◆ BRIEF: Find the line that contains "Definition of the keypoint: for every instance of the chain"; then retype it and each line after it, exactly, through the final line of the data below.

# start of SUPPLIED RECORDS

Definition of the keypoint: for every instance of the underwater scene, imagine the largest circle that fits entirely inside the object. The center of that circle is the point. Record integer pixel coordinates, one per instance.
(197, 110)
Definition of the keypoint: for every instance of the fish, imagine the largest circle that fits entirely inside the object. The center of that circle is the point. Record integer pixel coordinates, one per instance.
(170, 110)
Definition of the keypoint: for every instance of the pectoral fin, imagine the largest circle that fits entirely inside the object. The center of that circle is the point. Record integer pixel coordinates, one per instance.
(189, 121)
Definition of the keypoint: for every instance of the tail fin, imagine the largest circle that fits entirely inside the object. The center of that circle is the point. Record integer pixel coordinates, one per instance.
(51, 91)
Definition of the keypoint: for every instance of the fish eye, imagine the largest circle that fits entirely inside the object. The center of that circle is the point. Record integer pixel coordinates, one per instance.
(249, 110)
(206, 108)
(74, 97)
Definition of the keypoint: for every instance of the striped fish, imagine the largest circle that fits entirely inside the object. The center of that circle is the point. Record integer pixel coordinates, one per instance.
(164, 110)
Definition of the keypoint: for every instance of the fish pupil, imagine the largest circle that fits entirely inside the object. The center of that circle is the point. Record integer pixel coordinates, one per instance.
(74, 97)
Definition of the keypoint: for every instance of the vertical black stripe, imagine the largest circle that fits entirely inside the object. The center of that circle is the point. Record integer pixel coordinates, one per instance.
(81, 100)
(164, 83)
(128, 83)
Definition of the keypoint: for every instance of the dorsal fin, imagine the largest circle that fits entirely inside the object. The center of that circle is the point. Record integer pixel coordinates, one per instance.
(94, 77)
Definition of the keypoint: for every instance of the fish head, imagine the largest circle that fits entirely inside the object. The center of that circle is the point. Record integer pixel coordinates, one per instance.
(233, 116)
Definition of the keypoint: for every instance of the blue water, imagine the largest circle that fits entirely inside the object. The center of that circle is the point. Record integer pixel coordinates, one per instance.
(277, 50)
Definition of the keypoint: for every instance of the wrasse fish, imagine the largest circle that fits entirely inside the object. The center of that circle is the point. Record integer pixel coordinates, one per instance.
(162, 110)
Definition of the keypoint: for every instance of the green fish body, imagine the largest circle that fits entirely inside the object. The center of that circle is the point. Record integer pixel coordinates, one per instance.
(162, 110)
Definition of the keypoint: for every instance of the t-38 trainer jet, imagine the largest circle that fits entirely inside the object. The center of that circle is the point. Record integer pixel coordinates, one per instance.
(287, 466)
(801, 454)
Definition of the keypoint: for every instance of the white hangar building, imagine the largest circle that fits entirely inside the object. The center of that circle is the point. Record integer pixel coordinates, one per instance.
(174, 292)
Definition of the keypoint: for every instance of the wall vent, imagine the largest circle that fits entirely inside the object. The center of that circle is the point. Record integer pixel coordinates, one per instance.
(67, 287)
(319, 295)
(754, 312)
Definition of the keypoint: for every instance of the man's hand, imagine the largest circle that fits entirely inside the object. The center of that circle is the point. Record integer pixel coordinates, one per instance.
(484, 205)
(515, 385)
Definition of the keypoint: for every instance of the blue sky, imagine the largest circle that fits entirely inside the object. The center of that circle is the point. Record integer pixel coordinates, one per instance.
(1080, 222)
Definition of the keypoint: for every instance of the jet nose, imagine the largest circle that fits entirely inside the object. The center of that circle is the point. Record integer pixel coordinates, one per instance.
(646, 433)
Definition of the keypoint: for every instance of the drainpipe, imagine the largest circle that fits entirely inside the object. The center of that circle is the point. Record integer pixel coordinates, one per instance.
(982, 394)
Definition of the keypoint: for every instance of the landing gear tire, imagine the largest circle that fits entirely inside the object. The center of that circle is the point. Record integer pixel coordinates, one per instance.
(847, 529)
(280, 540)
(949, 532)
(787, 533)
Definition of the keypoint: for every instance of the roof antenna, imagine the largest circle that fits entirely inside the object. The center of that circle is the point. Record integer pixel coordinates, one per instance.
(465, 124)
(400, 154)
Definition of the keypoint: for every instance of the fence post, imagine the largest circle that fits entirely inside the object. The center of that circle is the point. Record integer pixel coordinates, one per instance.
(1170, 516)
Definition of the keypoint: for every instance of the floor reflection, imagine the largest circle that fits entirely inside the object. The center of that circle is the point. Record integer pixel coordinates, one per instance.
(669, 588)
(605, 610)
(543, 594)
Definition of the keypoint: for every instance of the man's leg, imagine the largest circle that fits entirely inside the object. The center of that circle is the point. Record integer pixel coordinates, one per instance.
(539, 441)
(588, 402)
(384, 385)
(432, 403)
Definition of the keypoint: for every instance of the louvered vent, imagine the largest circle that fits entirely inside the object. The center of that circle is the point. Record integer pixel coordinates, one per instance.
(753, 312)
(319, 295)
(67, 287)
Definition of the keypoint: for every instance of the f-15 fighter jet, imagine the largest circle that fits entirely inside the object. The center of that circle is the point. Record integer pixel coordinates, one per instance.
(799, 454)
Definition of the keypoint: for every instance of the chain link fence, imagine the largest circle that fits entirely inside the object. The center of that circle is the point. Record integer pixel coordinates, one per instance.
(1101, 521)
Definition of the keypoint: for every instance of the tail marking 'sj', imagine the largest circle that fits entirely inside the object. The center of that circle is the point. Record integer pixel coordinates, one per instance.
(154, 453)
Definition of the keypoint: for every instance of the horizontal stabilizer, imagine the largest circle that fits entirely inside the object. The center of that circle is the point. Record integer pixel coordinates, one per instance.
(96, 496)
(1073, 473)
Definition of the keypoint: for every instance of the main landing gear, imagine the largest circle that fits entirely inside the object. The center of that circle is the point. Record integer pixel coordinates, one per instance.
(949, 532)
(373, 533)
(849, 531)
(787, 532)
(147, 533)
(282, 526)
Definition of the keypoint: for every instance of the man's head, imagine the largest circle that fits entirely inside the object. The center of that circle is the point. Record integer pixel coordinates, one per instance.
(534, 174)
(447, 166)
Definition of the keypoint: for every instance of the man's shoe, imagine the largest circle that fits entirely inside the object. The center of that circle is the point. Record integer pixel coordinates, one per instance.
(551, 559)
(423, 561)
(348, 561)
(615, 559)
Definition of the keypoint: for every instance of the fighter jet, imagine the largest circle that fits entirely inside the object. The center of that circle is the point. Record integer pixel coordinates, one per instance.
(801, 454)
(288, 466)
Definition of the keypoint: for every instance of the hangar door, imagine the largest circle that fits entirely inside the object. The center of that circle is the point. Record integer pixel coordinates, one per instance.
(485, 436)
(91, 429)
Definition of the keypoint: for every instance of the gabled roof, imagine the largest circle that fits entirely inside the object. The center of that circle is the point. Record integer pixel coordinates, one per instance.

# end of SUPPLIED RECORDS

◆ RESULT OF THE EXERCISE:
Definition of the keypoint: for every instance of the chain link fence, imagine the largest circle that fits entirely inside the object. The center of that circle is the point. Record integer pixel coordinates, one per instance.
(1101, 521)
Definition of the keypoint: for every instance of the tail marking 'sj', imagine the largest circle that fits entirely inside the object. The center of that circle is the point. Record integer pixel coordinates, one per instance.
(154, 453)
Definition of the keypoint: for every instance of the horizontal stabilizer, imagine the largest circle that fits entirely inside the object. The center of that circle is the point. Record integer pixel coordinates, one per instance.
(96, 496)
(1073, 473)
Definition of the keypoint: for every instance of the main landing gear, imagine the largest circle that fits entirely inside the object. The center of that circle is the point. Record integer pixel coordinates, one per instance.
(949, 532)
(373, 533)
(849, 531)
(787, 532)
(147, 533)
(282, 526)
Definition of the keypoint: for every instance of the man's head, imagine the largest circle that fits entirely inside the object. The center of that circle is the point. Record integer pixel coordinates, one per instance.
(534, 174)
(447, 166)
Definition of the keypoint: for every instance of the man's shoe, imagine the largest circle that fits entirely inside the object. The center of that circle is the point. Record integer pixel coordinates, one per instance.
(551, 559)
(423, 561)
(348, 561)
(615, 559)
Definition of the keypoint: for every instance of the fighter jet, imagine the largest circle that fits entirely inside the object. The center of that circle is the point. Record integer pixel coordinates, one per instance.
(801, 454)
(288, 466)
Definition of the keypoint: for every instance of the hangar door, imagine the largest circle that fits entirely inside the object. The center of that circle is the point. Record integer pixel coordinates, one per instance.
(485, 436)
(91, 429)
Definition of the keypoint: for every instance of the gabled roof, imagine the largest circle that fits entirely inside the object. The center of that circle is the point. Record integer pixel coordinates, one per instance.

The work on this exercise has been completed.